Written problem:
Can you turn every line of the items below into a JSON list of strings, one string per line, with blank lines left out? Leave the pictures out of the list.

Data shown:

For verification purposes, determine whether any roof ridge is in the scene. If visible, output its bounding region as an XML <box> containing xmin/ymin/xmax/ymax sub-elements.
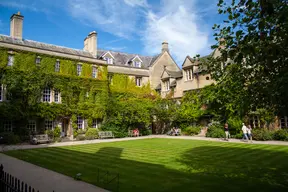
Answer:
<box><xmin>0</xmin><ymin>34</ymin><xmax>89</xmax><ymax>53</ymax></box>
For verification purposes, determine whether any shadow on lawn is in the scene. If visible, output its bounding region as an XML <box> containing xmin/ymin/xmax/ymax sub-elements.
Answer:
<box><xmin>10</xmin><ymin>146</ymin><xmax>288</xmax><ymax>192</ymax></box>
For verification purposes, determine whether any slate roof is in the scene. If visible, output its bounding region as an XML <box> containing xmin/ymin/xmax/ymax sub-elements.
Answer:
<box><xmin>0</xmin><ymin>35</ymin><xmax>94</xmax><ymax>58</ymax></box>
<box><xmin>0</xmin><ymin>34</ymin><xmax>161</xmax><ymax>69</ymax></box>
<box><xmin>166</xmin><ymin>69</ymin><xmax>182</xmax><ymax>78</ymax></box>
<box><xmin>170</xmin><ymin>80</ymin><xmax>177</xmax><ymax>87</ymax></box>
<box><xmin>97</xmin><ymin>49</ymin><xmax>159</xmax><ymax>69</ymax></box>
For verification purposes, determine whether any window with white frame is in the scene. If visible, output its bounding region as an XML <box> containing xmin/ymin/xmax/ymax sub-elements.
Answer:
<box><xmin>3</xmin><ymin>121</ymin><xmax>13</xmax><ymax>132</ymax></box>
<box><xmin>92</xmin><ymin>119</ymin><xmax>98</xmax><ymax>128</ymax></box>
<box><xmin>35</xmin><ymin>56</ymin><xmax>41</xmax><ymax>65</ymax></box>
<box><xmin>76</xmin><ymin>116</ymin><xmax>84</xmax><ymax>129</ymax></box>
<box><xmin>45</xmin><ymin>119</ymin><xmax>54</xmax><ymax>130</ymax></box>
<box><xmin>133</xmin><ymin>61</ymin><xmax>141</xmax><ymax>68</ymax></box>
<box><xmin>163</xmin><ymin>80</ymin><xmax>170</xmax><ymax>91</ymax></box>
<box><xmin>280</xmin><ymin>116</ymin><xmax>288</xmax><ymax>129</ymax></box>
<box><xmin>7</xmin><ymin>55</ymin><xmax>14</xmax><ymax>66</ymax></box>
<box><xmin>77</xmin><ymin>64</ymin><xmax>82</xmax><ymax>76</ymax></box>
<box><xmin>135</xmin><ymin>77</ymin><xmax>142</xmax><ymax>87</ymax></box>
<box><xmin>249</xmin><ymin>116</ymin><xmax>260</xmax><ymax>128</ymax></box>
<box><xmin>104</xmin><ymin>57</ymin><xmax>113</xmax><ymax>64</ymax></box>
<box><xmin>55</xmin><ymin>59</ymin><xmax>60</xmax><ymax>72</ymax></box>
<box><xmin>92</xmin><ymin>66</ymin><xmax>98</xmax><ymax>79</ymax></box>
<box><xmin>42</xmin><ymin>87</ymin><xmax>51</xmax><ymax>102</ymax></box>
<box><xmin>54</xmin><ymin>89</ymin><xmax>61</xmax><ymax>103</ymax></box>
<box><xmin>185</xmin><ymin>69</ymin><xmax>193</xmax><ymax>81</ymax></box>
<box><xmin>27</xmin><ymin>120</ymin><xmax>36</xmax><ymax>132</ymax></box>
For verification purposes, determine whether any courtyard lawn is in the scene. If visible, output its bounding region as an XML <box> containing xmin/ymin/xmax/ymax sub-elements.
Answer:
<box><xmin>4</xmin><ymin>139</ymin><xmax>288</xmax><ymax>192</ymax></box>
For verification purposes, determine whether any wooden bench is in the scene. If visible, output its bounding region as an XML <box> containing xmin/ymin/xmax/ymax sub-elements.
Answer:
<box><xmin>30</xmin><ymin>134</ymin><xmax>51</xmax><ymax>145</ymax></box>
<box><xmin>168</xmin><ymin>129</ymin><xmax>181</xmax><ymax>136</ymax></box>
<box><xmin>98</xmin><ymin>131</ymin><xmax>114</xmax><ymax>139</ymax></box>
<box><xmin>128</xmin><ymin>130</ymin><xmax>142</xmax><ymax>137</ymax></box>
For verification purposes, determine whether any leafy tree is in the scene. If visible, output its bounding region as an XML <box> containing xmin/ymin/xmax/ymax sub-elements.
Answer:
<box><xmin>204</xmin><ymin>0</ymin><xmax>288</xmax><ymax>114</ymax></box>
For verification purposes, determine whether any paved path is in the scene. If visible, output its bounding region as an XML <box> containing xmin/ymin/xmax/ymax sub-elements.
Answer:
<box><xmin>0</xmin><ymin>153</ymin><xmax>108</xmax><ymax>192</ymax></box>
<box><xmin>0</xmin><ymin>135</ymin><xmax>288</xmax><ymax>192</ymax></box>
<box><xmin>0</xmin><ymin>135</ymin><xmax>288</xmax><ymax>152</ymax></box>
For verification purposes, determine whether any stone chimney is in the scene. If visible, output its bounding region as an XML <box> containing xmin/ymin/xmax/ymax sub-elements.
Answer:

Written response:
[
  "For verification purposes, determine whether any roof ridge is in the scene. If visible, output its bounding region as an XML <box> containing xmin/ymin/xmax/ymax sub-elements.",
  "Answer:",
  "<box><xmin>0</xmin><ymin>34</ymin><xmax>89</xmax><ymax>53</ymax></box>",
  "For verification purposes, determine whether any shadow on lawn is in the scene. If visible, output its bounding region as an XML <box> containing xmin/ymin/xmax/ymax sub-elements.",
  "Answer:",
  "<box><xmin>10</xmin><ymin>146</ymin><xmax>288</xmax><ymax>192</ymax></box>",
  "For verification purposes, determine whether any slate roof is in the scene. If visible, output its bounding region as an XML <box> containing xmin/ymin/xmax/ymax sub-elements.",
  "Answer:",
  "<box><xmin>0</xmin><ymin>35</ymin><xmax>94</xmax><ymax>58</ymax></box>",
  "<box><xmin>0</xmin><ymin>34</ymin><xmax>161</xmax><ymax>69</ymax></box>",
  "<box><xmin>166</xmin><ymin>69</ymin><xmax>182</xmax><ymax>78</ymax></box>",
  "<box><xmin>170</xmin><ymin>80</ymin><xmax>177</xmax><ymax>87</ymax></box>",
  "<box><xmin>97</xmin><ymin>49</ymin><xmax>159</xmax><ymax>69</ymax></box>",
  "For verification purposes, determine whether any window with white frame is in the scene. If visible, output its bounding region as an XML <box> containing xmin/ymin/xmax/ymax sub-elements.",
  "Answer:",
  "<box><xmin>3</xmin><ymin>121</ymin><xmax>13</xmax><ymax>132</ymax></box>",
  "<box><xmin>92</xmin><ymin>119</ymin><xmax>98</xmax><ymax>128</ymax></box>",
  "<box><xmin>35</xmin><ymin>56</ymin><xmax>41</xmax><ymax>65</ymax></box>",
  "<box><xmin>76</xmin><ymin>116</ymin><xmax>84</xmax><ymax>129</ymax></box>",
  "<box><xmin>45</xmin><ymin>119</ymin><xmax>54</xmax><ymax>130</ymax></box>",
  "<box><xmin>133</xmin><ymin>61</ymin><xmax>141</xmax><ymax>68</ymax></box>",
  "<box><xmin>163</xmin><ymin>80</ymin><xmax>170</xmax><ymax>91</ymax></box>",
  "<box><xmin>280</xmin><ymin>116</ymin><xmax>288</xmax><ymax>129</ymax></box>",
  "<box><xmin>7</xmin><ymin>55</ymin><xmax>14</xmax><ymax>66</ymax></box>",
  "<box><xmin>77</xmin><ymin>64</ymin><xmax>82</xmax><ymax>76</ymax></box>",
  "<box><xmin>135</xmin><ymin>77</ymin><xmax>142</xmax><ymax>87</ymax></box>",
  "<box><xmin>249</xmin><ymin>116</ymin><xmax>260</xmax><ymax>128</ymax></box>",
  "<box><xmin>104</xmin><ymin>57</ymin><xmax>113</xmax><ymax>64</ymax></box>",
  "<box><xmin>55</xmin><ymin>59</ymin><xmax>60</xmax><ymax>72</ymax></box>",
  "<box><xmin>92</xmin><ymin>66</ymin><xmax>98</xmax><ymax>79</ymax></box>",
  "<box><xmin>42</xmin><ymin>87</ymin><xmax>51</xmax><ymax>102</ymax></box>",
  "<box><xmin>54</xmin><ymin>89</ymin><xmax>61</xmax><ymax>103</ymax></box>",
  "<box><xmin>185</xmin><ymin>69</ymin><xmax>193</xmax><ymax>81</ymax></box>",
  "<box><xmin>27</xmin><ymin>120</ymin><xmax>36</xmax><ymax>132</ymax></box>",
  "For verification purposes, determine whether any courtyard lawn is in the scene. If visible, output its bounding region as an XML <box> containing xmin/ymin/xmax/ymax sub-elements.",
  "Answer:",
  "<box><xmin>4</xmin><ymin>139</ymin><xmax>288</xmax><ymax>192</ymax></box>",
  "For verification purposes, determine whether any wooden bench is in the scene. If visible, output its bounding region as an XML <box> containing xmin/ymin/xmax/ymax sub-elements.",
  "Answer:",
  "<box><xmin>30</xmin><ymin>134</ymin><xmax>51</xmax><ymax>145</ymax></box>",
  "<box><xmin>168</xmin><ymin>129</ymin><xmax>181</xmax><ymax>136</ymax></box>",
  "<box><xmin>98</xmin><ymin>131</ymin><xmax>114</xmax><ymax>139</ymax></box>",
  "<box><xmin>128</xmin><ymin>130</ymin><xmax>142</xmax><ymax>137</ymax></box>",
  "For verification purposes, determine whether any leafy tree is in the scene. If visible, output its bounding region as an XML <box> containing xmin/ymin/xmax/ymax sub-elements.",
  "Answer:",
  "<box><xmin>204</xmin><ymin>0</ymin><xmax>288</xmax><ymax>114</ymax></box>",
  "For verification purposes, determine whether any paved path is in the scene. If visible, output its bounding region as an XML <box> containing xmin/ymin/xmax/ymax sub-elements.",
  "Answer:",
  "<box><xmin>0</xmin><ymin>153</ymin><xmax>108</xmax><ymax>192</ymax></box>",
  "<box><xmin>0</xmin><ymin>135</ymin><xmax>288</xmax><ymax>192</ymax></box>",
  "<box><xmin>0</xmin><ymin>135</ymin><xmax>288</xmax><ymax>152</ymax></box>",
  "For verification purposes, determine whether any stone chimney is in the scene. If visible, output its bounding region as an XML <box> containing xmin/ymin/xmax/ymax sub-elements.",
  "Answer:"
]